### [Task requirements]
Reproduce all of the material below word for word, leaving out the pictures.

### [Materials provided]
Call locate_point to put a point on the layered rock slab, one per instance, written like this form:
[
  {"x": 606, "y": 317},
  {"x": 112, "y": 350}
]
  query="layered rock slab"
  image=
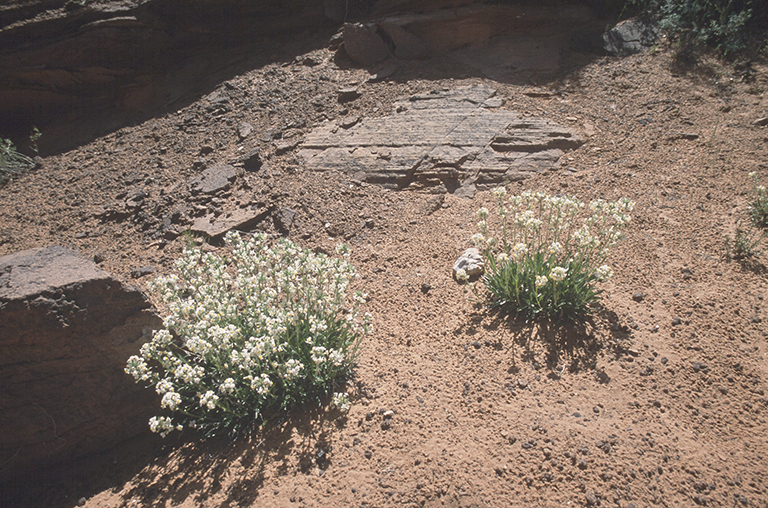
[
  {"x": 66, "y": 331},
  {"x": 445, "y": 140}
]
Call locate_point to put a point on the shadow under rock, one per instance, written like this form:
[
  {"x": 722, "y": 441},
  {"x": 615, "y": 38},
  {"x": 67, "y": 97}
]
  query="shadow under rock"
[
  {"x": 203, "y": 470},
  {"x": 558, "y": 346}
]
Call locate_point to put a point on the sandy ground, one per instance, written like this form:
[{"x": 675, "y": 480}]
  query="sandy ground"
[{"x": 628, "y": 410}]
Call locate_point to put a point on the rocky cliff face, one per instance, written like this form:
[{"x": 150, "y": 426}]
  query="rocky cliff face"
[
  {"x": 78, "y": 69},
  {"x": 81, "y": 68}
]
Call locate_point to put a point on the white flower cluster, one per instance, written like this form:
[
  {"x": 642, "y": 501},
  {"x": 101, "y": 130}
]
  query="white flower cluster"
[
  {"x": 341, "y": 401},
  {"x": 535, "y": 239},
  {"x": 243, "y": 321}
]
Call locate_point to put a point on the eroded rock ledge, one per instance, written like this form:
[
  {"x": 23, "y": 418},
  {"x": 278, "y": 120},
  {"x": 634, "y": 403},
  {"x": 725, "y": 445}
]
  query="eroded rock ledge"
[{"x": 445, "y": 140}]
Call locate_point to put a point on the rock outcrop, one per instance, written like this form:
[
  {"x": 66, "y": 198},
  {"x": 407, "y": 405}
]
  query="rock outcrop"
[
  {"x": 443, "y": 140},
  {"x": 66, "y": 330}
]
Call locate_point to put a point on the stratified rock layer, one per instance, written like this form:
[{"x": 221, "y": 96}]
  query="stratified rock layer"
[
  {"x": 447, "y": 139},
  {"x": 66, "y": 330}
]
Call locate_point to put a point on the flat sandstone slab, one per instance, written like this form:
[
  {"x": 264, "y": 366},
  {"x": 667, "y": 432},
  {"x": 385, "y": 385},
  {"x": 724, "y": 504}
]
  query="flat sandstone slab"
[{"x": 447, "y": 139}]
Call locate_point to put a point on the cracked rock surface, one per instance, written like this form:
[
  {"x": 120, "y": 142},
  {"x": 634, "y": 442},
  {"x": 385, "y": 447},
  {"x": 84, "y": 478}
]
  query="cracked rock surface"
[{"x": 446, "y": 139}]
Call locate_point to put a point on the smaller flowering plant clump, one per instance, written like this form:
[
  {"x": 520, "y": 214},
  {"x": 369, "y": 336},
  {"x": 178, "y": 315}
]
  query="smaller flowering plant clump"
[
  {"x": 269, "y": 328},
  {"x": 544, "y": 254}
]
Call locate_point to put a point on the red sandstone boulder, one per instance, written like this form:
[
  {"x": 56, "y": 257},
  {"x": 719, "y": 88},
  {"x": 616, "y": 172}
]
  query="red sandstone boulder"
[{"x": 66, "y": 330}]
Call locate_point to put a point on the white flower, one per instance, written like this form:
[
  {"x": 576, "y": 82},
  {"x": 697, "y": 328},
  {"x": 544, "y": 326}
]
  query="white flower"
[
  {"x": 171, "y": 400},
  {"x": 164, "y": 387},
  {"x": 319, "y": 354},
  {"x": 292, "y": 368},
  {"x": 137, "y": 368},
  {"x": 209, "y": 399},
  {"x": 160, "y": 425},
  {"x": 261, "y": 384},
  {"x": 336, "y": 357},
  {"x": 227, "y": 387},
  {"x": 603, "y": 273},
  {"x": 518, "y": 251},
  {"x": 558, "y": 273},
  {"x": 341, "y": 401}
]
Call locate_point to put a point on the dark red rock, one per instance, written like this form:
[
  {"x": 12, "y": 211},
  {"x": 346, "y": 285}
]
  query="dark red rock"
[{"x": 67, "y": 330}]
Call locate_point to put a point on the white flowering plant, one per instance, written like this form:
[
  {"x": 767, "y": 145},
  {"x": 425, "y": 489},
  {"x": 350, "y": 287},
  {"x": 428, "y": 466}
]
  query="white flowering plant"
[
  {"x": 267, "y": 328},
  {"x": 544, "y": 254}
]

### [Written response]
Call locate_point to put a point on the layered rock slab, one per instance, written like this form:
[
  {"x": 606, "y": 317},
  {"x": 112, "y": 350}
]
  query="layered rock slab"
  image=
[
  {"x": 66, "y": 331},
  {"x": 445, "y": 140}
]
Call locate_point to put a point on the shadow under rock, one per instance, written like this form:
[
  {"x": 722, "y": 441},
  {"x": 615, "y": 38},
  {"x": 67, "y": 97}
]
  query="shadow under rock"
[
  {"x": 203, "y": 470},
  {"x": 558, "y": 346}
]
Call locate_point to put a point on the sandy ground, one per instance, written like this form:
[{"x": 675, "y": 480}]
  query="sandy ground"
[{"x": 628, "y": 410}]
Call locate_point to put a point on the rocky cliff face, one per instance, written like this form:
[{"x": 150, "y": 426}]
  query="rocky cliff face"
[
  {"x": 78, "y": 69},
  {"x": 81, "y": 68}
]
Call locate_point to put a point on the white flower cluster, one per instance, written like this form:
[
  {"x": 642, "y": 501},
  {"x": 101, "y": 130}
]
  query="white flower cluster"
[
  {"x": 341, "y": 401},
  {"x": 535, "y": 239},
  {"x": 243, "y": 321}
]
Call locate_point to put a point on the eroded rock ledge, one per instance, written like this form:
[
  {"x": 23, "y": 418},
  {"x": 278, "y": 120},
  {"x": 634, "y": 403},
  {"x": 725, "y": 445}
]
  query="eroded rock ledge"
[{"x": 445, "y": 140}]
Call locate_point to put a point on the rock outcrop, one per instance, written like this form:
[
  {"x": 66, "y": 198},
  {"x": 407, "y": 405}
]
  query="rock outcrop"
[
  {"x": 443, "y": 140},
  {"x": 66, "y": 330}
]
Call locate_point to put a point on the stratified rock layer, one per instance, written like this form:
[{"x": 221, "y": 96}]
  query="stratified rock layer"
[
  {"x": 447, "y": 139},
  {"x": 66, "y": 330}
]
Call locate_point to put a point on the flat sandstone slab, one per instance, written like this form:
[
  {"x": 264, "y": 366},
  {"x": 667, "y": 432},
  {"x": 385, "y": 385},
  {"x": 724, "y": 504}
]
  query="flat sandstone slab"
[{"x": 447, "y": 139}]
Call locate_point to put a point on the cracked rock surface, one per instance, written like this form:
[
  {"x": 120, "y": 142},
  {"x": 634, "y": 442},
  {"x": 385, "y": 447},
  {"x": 84, "y": 478}
]
  query="cracked rock surface"
[{"x": 446, "y": 139}]
Call locate_point to put a point on the smaller flowering plant clump, one per instance, written like this form:
[
  {"x": 520, "y": 214},
  {"x": 369, "y": 336},
  {"x": 178, "y": 315}
]
  query="smaller flowering plant clump"
[
  {"x": 269, "y": 328},
  {"x": 544, "y": 254}
]
Call locate_point to put a point on the red sandstone boulder, one per instance, written like this form:
[
  {"x": 56, "y": 257},
  {"x": 719, "y": 88},
  {"x": 616, "y": 172}
]
  query="red sandstone boulder"
[{"x": 66, "y": 330}]
Call locate_point to put a point on the white flower, one per instance, written like this form:
[
  {"x": 576, "y": 82},
  {"x": 697, "y": 328},
  {"x": 544, "y": 326}
]
  query="white flower"
[
  {"x": 171, "y": 400},
  {"x": 164, "y": 387},
  {"x": 319, "y": 354},
  {"x": 292, "y": 368},
  {"x": 137, "y": 368},
  {"x": 209, "y": 399},
  {"x": 160, "y": 425},
  {"x": 261, "y": 384},
  {"x": 336, "y": 357},
  {"x": 227, "y": 387},
  {"x": 603, "y": 273},
  {"x": 518, "y": 251},
  {"x": 558, "y": 273},
  {"x": 341, "y": 401}
]
Call locate_point to put a point on the dark red rock, one per instance, written like this form:
[
  {"x": 12, "y": 211},
  {"x": 346, "y": 285}
]
  query="dark red rock"
[{"x": 67, "y": 330}]
Call locate_point to put a point on the white flowering plant, one per instance, written like this form:
[
  {"x": 767, "y": 145},
  {"x": 425, "y": 489},
  {"x": 350, "y": 287},
  {"x": 428, "y": 466}
]
  query="white flowering plant"
[
  {"x": 267, "y": 328},
  {"x": 544, "y": 254}
]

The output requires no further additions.